* [Texto fornecido]
════════════════
Nos termos dos estatutos de 2003, os membros do conselho da AdC não podiam, nos dois anos seguintes à cessação do seu mandato, estabelecer qualquer vínculo ou entrar em qualquer relação profissional, remunerada ou não, com entidades que durante esse período tivessem participado em operações de concentração de empresas sujeitas a jurisdição da AdC ou que tivessem sido objeto de processos de contraordenação por comportamentos restritivos da concorrência. Como forma de compensar este impedimento, os membros do conselho tinham direito, justamente nos dois anos seguintes à cessação do seu mandato, a um subsídio equivalente a dois terços da respetiva remuneração, cessando esse abono a partir do momento em que fossem contratados ou nomeados para o desempenho, remunerado, de qualquer função ou serviço público ou privado.
No quadro dos novos estatutos, o leque de incompatibilidades e impedimentos foi significativamente reforçado, não apenas ao nível do conselho, mas também dos restantes quadros da AdC (titulares de cargos de direção ou equiparados e trabalhadores), a ponto de algumas opções poderem mesmo ser questionadas da perspetiva da sua proporcionalidade face a outros direitos conflituantes.
A título de exemplo, todos os colaboradores da AdC (membros do conselho, diretores ou equiparados e trabalhadores) estão hoje impedidos de deter, durante o período em que exercem funções, quaisquer participações sociais ou interesses com qualquer empresa ou associação de empresa. Em tese, admite-se que este constrangimento possa fazer sentido no caso de autoridades reguladoras setoriais, especialmente se a proibição for erigida face às empresas reguladas no setor em causa. Todavia, no caso da AdC ¬— que nem sequer é uma verdadeira autoridade reguladora clássica — a aplicação prática desta regra, em toda a sua extensão, parece ir claramente além do que seria necessário, adequado e proporcional face às exigências de independência e imparcialidade.
Mais. Entre os membros do conselho, por um lado, e os restantes colaboradores, por outro, existem diferenças significativas de tratamento ao nível de incompatibilidades e impedimentos, que são dificilmente compreensíveis. A lei-quadro das entidades reguladoras determina que as incompatibilidades e impedimentos em causa apenas se aplicam aos titulares dos órgãos das entidades reguladoras que venham a ser designados ao abrigo da lei-quadro. Quer dizer, estes constrangimentos não são imediatamente aplicáveis aos mandatos em curso dos membros do conselho da AdC. Porém, no caso dos trabalhadores e titulares de cargos de direção ou equiparados, a mesma lei-quadro impõe que, verificando-se uma incompatibilidade ou um impedimento em resultado das alterações introduzidas nesta matéria, este grupo de colaboradores terá de pôr termo a essas situações, no prazo de 6 meses, ou fazer cessar os respetivos vínculos.
════════════════
* [Tarefas a realizar]
**A.** Segundo o texto sobre os estatutos da AdC, a quanto equivalia o subsídio pago aos membros do conselho nos dois anos seguintes à cessação do mandato, nos termos dos estatutos de 2003?
**B.** Prossiga o texto sobre os estatutos da AdC a partir do ponto em que termina.
A listagem não é necessária para executar nenhuma das tarefas.
════════════════
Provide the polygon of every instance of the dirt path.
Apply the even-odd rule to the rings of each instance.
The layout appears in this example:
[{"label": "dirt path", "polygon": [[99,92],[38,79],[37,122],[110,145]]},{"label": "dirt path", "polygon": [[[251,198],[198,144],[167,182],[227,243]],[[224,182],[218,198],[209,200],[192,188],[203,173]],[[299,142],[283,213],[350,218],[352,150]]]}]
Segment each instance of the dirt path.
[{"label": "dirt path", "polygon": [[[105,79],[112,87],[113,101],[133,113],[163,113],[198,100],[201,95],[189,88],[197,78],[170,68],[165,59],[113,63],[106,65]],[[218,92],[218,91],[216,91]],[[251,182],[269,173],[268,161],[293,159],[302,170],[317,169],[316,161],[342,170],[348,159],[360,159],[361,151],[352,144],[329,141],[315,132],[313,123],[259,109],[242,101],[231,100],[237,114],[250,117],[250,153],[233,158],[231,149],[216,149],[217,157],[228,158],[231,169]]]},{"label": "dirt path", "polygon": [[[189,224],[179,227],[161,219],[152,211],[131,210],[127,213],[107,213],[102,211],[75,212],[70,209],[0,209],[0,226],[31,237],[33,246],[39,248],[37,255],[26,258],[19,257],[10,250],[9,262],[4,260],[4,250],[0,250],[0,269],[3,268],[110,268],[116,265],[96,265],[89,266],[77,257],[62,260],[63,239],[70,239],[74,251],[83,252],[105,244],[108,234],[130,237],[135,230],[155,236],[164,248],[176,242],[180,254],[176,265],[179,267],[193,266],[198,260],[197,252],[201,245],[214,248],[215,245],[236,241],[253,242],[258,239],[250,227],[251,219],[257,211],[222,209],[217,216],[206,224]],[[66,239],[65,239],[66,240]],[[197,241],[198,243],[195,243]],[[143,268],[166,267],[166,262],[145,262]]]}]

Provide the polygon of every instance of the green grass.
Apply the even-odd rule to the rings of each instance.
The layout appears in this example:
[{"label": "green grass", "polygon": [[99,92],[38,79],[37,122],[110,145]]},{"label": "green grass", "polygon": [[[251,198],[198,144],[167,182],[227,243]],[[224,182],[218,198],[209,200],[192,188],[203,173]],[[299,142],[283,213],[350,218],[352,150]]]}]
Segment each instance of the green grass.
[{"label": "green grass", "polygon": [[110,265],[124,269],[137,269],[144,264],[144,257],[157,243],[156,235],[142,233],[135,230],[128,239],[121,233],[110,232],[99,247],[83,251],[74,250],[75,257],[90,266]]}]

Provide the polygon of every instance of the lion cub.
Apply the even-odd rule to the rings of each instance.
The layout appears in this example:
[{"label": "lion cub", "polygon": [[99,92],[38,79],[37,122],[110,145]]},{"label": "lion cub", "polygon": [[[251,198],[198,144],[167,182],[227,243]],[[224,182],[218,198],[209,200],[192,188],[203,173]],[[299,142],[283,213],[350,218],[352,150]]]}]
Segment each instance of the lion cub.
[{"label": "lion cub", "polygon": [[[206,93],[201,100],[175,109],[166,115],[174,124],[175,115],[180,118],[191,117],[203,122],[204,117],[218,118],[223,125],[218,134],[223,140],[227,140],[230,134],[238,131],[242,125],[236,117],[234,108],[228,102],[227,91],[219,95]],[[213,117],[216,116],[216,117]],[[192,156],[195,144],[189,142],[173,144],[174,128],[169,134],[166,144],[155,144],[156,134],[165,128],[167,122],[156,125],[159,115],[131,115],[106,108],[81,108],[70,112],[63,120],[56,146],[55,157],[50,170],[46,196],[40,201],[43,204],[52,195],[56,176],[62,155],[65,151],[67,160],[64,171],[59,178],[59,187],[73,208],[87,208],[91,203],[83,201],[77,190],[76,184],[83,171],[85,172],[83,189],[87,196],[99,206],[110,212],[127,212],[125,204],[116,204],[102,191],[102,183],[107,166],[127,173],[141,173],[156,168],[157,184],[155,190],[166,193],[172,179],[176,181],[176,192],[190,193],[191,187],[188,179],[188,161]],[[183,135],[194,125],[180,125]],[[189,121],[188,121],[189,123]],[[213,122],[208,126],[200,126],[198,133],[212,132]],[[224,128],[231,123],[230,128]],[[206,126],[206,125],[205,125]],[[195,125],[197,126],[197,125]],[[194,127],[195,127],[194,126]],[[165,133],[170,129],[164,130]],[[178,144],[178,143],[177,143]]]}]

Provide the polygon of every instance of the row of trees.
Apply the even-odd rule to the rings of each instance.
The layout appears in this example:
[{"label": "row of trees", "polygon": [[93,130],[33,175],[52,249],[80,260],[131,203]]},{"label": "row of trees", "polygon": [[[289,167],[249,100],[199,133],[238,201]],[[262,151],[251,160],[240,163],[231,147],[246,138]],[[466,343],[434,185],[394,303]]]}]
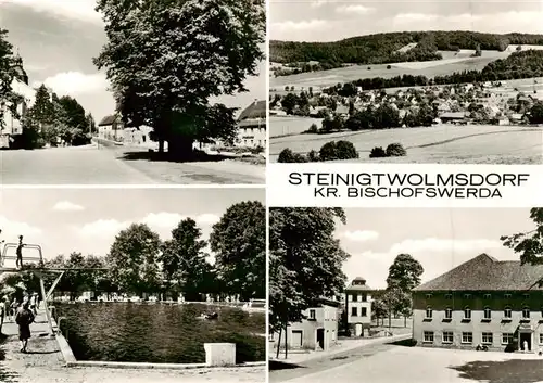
════════════════
* [Respostas redigidas]
**A.** Equivalia a dois terços da respetiva remuneração.

**B.**
Paralelamente, no período após a cessação de funções, a proibição de estabelecer vínculos ou relações contratuais com empresas que tenham tido intervenções em processos ou sido destinatárias de atos, decisões ou deliberações da AdC passa a ser também extensível aos titulares de cargos de direção ou equiparados (ao contrário dos estatutos anteriores, em que este impedimento valia apenas para os membros do conselho). Para os membros do conselho ainda se prevê uma compensação, durante a moratória de 2 anos, equivalente a 50% do vencimento mensal anterior, mas os titulares de cargos de direção ou equiparados não beneficiam de igual prerrogativa. Esta solução é, a nosso ver, injustificada e suscetível de constituir um desincentivo à captação de quadros qualificados e experientes para funções de direção.
Ainda assim, os estatutos da AdC acabaram por não refletir a penalidade que a lei-quadro das entidades reguladoras prevê para os casos de violação desta proibição por parte dos titulares de cargos de direção ou equiparados, que seria a obrigação de restituírem todas as remunerações líquidas auferidas no desempenho do cargo anterior, até um máximo de 3 anos. Já no caso dos membros do conselho, os estatutos contemplam uma pesadíssima sanção em caso de incumprimento da referida proibição, que consiste na obrigação de se devolver o montante equivalente a todas as remunerações líquidas auferidas durante o período em que exerceram funções.
Uma vez mais, e reportando-nos apenas à AdC (entidade com jurisdição sobre todas as empresas que desenvolvam uma atividade económica com algum grau de conexão com o território português), a solução acolhida parece ser desajustada face aos padrões de qualidade e profissionalismo que se pretende atrair para a composição dos respetivos quadros de topo.
Recurso extraordinário em matéria de concentrações
À semelhança do que ocorria nos anteriores estatutos, o Decreto-Lei n.º 125/2014 manteve, como resquício histórico, a possibilidade de o Governo autorizar uma concentração proibida pela AdC, dentro de alguns condicionalismos. Trata-se aqui de um expediente excecional, inspirado no regime alemão de controlo de concentrações, que apenas foi utilizado uma vez entre nós face a decisões da AdC, quando, em 2006, o então Ministro da Economia aprovou a aquisição da Auto-Estradas do Oeste e da Auto-Estradas do Atlântico pela Brisa.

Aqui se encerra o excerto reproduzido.